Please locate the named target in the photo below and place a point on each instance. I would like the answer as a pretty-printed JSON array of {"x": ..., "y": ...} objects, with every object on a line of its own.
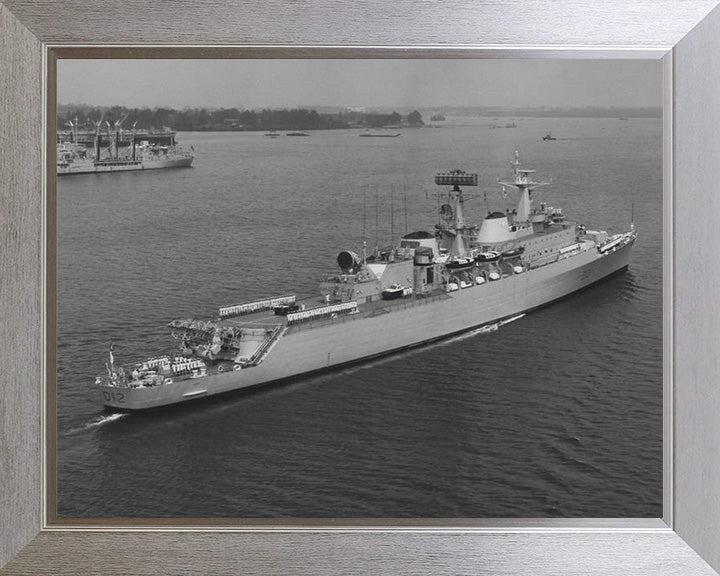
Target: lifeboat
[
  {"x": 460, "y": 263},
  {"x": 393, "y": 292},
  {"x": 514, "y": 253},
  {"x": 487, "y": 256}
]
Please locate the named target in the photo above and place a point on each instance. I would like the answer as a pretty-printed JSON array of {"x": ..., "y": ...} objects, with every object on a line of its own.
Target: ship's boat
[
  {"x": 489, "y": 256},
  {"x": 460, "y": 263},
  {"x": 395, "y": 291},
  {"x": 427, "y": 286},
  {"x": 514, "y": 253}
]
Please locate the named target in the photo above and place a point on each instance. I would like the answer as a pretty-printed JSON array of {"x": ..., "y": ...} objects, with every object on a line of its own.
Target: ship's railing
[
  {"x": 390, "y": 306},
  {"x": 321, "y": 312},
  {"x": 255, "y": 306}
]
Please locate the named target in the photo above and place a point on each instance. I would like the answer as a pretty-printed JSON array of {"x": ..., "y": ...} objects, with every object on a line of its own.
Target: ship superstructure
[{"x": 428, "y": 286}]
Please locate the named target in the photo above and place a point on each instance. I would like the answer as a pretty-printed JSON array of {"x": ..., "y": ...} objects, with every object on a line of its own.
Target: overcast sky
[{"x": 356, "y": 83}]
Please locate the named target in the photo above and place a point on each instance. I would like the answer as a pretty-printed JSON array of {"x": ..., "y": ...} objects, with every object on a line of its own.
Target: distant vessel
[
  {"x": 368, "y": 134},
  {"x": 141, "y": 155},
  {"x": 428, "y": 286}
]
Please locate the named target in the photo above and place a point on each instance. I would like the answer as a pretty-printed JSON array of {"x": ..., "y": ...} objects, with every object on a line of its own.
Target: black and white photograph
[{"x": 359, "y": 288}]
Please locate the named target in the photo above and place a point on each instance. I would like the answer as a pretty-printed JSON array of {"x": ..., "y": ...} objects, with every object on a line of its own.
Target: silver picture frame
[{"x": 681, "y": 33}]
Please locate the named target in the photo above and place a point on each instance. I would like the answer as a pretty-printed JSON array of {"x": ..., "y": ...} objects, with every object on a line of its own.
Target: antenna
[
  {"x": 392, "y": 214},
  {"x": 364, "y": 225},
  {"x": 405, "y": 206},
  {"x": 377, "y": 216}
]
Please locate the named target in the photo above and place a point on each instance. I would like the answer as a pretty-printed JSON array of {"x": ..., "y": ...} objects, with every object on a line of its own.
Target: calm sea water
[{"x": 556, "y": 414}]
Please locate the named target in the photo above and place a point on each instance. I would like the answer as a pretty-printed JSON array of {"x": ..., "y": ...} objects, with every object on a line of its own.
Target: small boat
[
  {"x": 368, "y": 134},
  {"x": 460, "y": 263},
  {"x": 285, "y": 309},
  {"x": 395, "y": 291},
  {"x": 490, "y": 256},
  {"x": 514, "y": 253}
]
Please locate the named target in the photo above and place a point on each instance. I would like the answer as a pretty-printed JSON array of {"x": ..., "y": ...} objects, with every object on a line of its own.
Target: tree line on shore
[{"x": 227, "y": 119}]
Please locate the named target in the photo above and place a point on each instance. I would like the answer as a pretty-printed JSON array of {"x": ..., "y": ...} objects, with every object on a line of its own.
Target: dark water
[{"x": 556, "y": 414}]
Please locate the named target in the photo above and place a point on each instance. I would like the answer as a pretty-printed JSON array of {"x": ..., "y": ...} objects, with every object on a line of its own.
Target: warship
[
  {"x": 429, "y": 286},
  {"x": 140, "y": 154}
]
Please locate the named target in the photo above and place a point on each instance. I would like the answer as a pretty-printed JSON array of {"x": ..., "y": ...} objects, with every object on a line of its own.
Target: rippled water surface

::::::::

» **YOUR INSTRUCTIONS**
Look above for the line containing "Target: warship". Return it and each line after it exactly, through the last line, and nothing more.

» **SOLUTION BELOW**
Target: warship
[
  {"x": 429, "y": 286},
  {"x": 140, "y": 154}
]
Please locate the named target in the photo above and place a point on each instance. I would like the answer as a pretty-printed JSON array of {"x": ..., "y": ...} objects, with every object on a line of its own.
Target: rippled water surface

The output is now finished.